/*=======================================================================
Creator: Jingyuan Wang, jingyuanwang@u.northwestern.edu
Date created: 				08/12/2018
Date last modified: 		
Purpose: 

1. Import all the OCEW raw data
2. Clean 
	2.1 keep only state level NAICS31-33 observations
	2.2 make sure we have all the NAICS6 industries we need, if not, keep NAICS5 industries

 
==========================================================================*/


*************************************************************************
* 				PART A. Import data	and append				 			*
*************************************************************************
clear all

* 1. import
forvalues year = 1990(1)2017 {
	tempfile QCEW`year'
	import delimited "$QCEWraw/`year'.annual.singlefile.csv", varn(1) clear 
	
	* some string variables might be all missing and thus be byte in some year
	tostring disclosure_code, replace force
	replace disclosure_code = "" if disclosure_code == "."
	tostring lq_disclosure_code, replace force
	replace lq_disclosure_code = "" if lq_disclosure_code == "."
	tostring oty_disclosure_code, replace force
	replace oty_disclosure_code = "" if oty_disclosure_code == "."
	
	save `QCEW`year'.dta', replace
	disp("`year' DONE")
}
*

* 2. append
use `QCEW1990.dta', clear
forvalues year = 1991(1)2017 {
	append using `QCEW`year'.dta'
}
*

* 3. label all variables
label var area_fips "5-character FIPS code"
label var own_code "1-character ownership code"
			lab def own_code 0	"Total Covered"  5	"Private" 4	"International Government" 3 "Local Government" 2 "State Government" ///
							 1	"Federal Government" 8	"Total Government" 9 "Total U.I. Covered (Excludes Federal Government)"
			lab value own_code own_code
label var industry_code "6-character industry code (NAICS, SuperSector)"
label var agglvl_code "2-character aggregation level code"
label var size_code "1-character size code"
label var year "4-character year"
label var qtr "1-character quarter (always A for annual)"
label var disclosure_code  "1-character disclosure code (either ' '(blank) or 'N' not disclosed)"
label var annual_avg_estabs  "Annual average of quarterly establishment counts for a given year"
label var annual_avg_emplvl "Annual average of monthly employment levels for a given year"
label var total_annual_wages "Sum of the four quarterly total wage levels for a given year"
label var taxable_annual_wages "Sum of the four quarterly total taxable wage totals for a given year"
label var annual_contributions "Sum of the four quarterly contribution totals for a given year"
label var annual_avg_wkly_wage "Average weekly wage based on the 12-monthly employment levels and total annual wage levels"
label var avg_annual_pay "Average annual pay based on employment and wage levels for a given year"
label var lq_disclosure_code "1-character location-quotient disclosure code (either '' (blank) or 'N' not disclosed)"
*-*-*
[AIM OF THE EXERCISE]:
Answer these questions from the Stata script above:
1. Which range of years does the import loop in Part A cover?
2. Which ownership code value does the script label "Private"?
3. According to its variable label, what value does qtr always take for annual data?

[ENTRIES]:
*-*-*
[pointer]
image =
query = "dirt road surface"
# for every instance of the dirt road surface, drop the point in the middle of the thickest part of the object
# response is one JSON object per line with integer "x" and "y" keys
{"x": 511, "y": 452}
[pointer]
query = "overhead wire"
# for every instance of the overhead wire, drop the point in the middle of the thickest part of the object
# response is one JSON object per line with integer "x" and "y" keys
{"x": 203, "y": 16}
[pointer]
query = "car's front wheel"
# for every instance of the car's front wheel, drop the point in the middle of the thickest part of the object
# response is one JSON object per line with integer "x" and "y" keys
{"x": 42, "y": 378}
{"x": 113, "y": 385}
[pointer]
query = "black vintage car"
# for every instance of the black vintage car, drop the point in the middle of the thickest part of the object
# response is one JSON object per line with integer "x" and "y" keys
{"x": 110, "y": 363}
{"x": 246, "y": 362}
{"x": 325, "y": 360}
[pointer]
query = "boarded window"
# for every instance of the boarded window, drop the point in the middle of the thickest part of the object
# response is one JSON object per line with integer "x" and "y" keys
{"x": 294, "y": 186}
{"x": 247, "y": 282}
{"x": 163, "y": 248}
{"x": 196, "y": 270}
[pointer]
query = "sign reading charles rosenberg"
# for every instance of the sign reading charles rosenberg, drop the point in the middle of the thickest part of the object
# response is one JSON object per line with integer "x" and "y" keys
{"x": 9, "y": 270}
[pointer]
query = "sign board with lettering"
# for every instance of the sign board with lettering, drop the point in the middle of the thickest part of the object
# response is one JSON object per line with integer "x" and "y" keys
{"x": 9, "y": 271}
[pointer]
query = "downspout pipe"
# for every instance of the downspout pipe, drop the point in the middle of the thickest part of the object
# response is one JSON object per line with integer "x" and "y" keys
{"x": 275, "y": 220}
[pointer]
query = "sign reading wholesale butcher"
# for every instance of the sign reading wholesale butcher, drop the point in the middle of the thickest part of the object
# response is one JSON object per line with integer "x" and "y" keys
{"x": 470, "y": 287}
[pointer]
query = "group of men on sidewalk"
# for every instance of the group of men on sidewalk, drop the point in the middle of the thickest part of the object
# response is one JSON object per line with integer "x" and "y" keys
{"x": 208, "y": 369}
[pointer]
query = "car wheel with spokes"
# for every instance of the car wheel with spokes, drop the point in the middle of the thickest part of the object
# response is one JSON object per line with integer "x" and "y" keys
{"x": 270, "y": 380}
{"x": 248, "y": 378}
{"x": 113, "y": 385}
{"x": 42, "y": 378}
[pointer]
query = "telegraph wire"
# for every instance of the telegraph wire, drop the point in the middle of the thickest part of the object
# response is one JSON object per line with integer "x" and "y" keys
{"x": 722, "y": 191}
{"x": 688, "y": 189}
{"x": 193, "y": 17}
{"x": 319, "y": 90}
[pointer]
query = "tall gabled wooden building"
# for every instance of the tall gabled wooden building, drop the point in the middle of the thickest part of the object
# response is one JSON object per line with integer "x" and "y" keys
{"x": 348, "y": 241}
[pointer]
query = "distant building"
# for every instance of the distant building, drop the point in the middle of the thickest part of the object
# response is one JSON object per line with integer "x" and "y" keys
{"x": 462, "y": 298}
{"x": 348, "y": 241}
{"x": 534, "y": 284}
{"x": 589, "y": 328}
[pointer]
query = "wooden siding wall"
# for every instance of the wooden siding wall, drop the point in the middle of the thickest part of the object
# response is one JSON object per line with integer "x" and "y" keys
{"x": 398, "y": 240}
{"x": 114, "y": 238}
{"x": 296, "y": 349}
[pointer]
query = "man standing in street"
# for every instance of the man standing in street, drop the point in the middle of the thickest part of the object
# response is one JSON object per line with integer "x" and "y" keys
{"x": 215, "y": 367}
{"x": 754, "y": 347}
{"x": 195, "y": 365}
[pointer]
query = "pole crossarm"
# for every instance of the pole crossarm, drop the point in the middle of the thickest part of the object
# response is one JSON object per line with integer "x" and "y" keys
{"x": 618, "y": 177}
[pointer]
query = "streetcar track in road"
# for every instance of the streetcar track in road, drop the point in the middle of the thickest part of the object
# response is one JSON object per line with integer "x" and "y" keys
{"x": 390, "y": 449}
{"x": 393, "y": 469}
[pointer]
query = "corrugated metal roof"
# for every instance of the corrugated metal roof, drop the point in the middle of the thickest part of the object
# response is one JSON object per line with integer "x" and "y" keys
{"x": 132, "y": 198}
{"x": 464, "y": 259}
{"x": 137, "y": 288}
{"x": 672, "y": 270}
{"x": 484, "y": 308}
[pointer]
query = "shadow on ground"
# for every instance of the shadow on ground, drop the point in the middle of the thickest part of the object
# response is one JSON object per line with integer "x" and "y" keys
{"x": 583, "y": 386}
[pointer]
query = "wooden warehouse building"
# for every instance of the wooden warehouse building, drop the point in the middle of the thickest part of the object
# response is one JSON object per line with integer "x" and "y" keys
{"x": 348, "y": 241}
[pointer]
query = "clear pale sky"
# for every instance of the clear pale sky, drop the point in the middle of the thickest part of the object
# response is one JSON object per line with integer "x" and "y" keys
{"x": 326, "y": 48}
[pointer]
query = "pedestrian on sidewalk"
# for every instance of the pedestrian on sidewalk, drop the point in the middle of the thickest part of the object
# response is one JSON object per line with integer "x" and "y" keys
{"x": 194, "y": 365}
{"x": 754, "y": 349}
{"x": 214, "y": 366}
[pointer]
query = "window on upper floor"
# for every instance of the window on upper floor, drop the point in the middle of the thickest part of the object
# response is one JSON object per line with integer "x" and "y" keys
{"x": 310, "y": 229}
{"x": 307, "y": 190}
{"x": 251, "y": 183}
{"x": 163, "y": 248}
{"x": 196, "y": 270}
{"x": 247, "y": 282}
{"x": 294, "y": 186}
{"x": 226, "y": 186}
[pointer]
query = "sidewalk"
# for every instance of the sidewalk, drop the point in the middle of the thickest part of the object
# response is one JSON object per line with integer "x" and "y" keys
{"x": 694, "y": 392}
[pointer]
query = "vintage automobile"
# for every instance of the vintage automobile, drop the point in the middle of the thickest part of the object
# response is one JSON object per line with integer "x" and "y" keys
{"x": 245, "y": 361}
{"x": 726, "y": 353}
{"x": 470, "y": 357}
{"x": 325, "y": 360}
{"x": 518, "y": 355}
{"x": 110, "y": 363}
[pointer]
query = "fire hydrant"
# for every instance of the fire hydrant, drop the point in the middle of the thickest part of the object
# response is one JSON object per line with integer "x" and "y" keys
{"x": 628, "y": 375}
*-*-*
[SOLUTION TO THE PROBLEM]:
1. 1990 through 2017.
2. 5.
3. A.